#### Set task
Could you return, character for character, the lines in the records that start at the line containing "subject: dark storm cloud" and stop after the line containing "457 87 L 440", with both of those lines included?

(Contour labeling items)
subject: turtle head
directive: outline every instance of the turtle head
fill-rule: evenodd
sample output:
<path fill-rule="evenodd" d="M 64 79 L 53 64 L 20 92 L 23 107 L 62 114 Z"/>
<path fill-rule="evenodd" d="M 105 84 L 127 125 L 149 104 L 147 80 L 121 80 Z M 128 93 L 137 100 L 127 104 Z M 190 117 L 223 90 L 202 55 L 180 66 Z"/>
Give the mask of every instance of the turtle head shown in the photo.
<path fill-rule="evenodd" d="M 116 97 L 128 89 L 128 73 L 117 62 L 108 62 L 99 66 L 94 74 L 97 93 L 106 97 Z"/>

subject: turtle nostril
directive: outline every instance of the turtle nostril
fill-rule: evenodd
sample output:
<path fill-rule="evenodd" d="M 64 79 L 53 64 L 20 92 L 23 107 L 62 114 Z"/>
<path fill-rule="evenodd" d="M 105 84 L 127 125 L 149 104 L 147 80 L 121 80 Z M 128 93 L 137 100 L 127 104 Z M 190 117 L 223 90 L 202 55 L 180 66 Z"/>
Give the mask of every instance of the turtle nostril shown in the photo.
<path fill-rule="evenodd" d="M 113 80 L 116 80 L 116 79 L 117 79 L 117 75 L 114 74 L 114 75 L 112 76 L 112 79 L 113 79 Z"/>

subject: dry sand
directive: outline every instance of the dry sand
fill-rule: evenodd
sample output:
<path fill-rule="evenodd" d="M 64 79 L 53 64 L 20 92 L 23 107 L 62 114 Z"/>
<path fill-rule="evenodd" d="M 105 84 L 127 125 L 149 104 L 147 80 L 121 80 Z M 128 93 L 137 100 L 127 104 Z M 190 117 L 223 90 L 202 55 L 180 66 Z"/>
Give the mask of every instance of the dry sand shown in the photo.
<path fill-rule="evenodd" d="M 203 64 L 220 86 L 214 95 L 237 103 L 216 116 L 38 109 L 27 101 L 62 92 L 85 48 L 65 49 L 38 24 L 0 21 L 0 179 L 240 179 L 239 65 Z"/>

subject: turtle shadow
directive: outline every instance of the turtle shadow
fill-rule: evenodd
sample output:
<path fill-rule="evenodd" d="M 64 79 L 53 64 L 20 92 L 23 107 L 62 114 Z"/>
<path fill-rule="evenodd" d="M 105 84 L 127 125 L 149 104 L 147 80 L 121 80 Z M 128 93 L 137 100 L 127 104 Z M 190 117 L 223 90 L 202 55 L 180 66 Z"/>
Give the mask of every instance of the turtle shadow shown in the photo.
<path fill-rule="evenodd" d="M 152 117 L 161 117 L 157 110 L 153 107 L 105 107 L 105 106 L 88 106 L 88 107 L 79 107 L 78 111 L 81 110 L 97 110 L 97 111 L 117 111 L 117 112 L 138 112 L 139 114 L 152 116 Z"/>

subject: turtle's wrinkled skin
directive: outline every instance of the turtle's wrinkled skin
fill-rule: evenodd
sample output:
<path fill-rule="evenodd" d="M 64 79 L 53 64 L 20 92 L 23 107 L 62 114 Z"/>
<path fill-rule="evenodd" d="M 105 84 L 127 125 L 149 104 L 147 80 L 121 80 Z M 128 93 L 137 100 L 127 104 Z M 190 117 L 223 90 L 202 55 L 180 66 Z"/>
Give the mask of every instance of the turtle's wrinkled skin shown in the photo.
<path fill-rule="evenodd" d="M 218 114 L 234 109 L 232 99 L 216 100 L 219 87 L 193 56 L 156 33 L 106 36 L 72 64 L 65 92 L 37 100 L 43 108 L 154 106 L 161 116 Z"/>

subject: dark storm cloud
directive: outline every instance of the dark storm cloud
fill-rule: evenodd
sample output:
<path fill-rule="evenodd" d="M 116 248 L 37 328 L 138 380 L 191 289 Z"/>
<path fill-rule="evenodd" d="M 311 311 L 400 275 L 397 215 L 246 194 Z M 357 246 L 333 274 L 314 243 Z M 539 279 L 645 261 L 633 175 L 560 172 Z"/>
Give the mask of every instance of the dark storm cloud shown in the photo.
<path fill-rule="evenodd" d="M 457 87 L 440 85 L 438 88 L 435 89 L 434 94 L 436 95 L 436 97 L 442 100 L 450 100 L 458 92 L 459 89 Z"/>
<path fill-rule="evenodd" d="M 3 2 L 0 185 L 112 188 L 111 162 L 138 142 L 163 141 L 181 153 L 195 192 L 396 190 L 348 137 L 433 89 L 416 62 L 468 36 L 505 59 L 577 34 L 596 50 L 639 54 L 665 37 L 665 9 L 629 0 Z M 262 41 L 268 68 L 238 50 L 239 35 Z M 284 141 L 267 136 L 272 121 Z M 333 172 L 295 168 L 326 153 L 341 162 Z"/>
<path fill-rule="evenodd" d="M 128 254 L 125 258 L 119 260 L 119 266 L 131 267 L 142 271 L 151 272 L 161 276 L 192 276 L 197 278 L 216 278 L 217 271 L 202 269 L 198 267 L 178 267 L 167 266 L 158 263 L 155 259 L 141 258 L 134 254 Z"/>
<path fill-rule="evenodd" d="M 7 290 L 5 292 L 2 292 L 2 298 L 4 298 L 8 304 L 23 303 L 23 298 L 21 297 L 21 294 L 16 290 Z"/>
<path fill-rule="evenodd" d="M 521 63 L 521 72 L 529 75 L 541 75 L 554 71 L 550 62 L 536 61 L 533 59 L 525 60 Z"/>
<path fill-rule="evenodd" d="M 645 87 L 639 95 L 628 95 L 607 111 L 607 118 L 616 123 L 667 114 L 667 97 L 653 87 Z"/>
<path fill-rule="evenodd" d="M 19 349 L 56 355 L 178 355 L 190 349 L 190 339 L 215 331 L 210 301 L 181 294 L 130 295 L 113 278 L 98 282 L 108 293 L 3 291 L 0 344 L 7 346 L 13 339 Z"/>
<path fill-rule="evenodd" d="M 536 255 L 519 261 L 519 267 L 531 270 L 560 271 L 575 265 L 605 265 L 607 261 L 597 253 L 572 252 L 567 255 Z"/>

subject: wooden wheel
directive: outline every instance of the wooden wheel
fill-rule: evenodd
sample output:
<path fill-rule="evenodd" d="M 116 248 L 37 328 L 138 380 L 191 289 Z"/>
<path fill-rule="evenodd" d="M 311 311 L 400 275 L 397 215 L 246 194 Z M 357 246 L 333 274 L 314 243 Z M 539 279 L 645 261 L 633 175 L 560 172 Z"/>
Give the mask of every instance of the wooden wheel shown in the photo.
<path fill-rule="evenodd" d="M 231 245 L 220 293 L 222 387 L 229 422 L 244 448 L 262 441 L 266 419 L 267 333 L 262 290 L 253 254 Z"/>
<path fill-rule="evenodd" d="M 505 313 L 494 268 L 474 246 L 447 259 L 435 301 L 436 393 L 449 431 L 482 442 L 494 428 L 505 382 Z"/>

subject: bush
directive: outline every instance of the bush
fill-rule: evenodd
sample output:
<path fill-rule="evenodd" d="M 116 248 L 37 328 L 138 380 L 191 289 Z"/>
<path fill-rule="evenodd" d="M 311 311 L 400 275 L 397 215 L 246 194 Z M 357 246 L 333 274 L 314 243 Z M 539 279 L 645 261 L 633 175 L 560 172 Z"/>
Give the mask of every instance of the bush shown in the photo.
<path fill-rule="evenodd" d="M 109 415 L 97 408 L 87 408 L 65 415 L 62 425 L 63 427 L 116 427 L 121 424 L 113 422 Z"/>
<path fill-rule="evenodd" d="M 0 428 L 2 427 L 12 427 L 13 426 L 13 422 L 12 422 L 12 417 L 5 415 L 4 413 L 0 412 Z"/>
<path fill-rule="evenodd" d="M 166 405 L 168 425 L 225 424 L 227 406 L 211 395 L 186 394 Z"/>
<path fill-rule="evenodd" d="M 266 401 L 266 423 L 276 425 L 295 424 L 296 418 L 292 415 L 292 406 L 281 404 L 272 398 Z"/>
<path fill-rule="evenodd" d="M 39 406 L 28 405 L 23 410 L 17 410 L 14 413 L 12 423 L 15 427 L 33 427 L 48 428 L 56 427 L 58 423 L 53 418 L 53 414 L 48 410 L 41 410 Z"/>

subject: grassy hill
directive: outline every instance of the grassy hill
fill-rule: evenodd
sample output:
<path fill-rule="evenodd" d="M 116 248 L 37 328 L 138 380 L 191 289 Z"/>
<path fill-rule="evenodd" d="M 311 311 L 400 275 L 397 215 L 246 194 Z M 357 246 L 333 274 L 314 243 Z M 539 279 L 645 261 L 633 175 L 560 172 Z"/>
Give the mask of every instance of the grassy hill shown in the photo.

#### Solution below
subject: dark storm cloud
directive: outline every instance of the dark storm cloud
fill-rule: evenodd
sample output:
<path fill-rule="evenodd" d="M 116 248 L 37 328 L 138 380 L 191 289 Z"/>
<path fill-rule="evenodd" d="M 311 311 L 400 275 L 397 215 L 246 194 Z M 357 246 L 333 274 L 314 243 Z M 539 279 L 645 261 L 633 175 L 560 172 Z"/>
Give the mask of every instance of the dark storm cloud shown in the photo.
<path fill-rule="evenodd" d="M 457 87 L 440 85 L 438 88 L 435 89 L 434 94 L 436 95 L 436 97 L 442 100 L 450 100 L 458 92 L 459 89 Z"/>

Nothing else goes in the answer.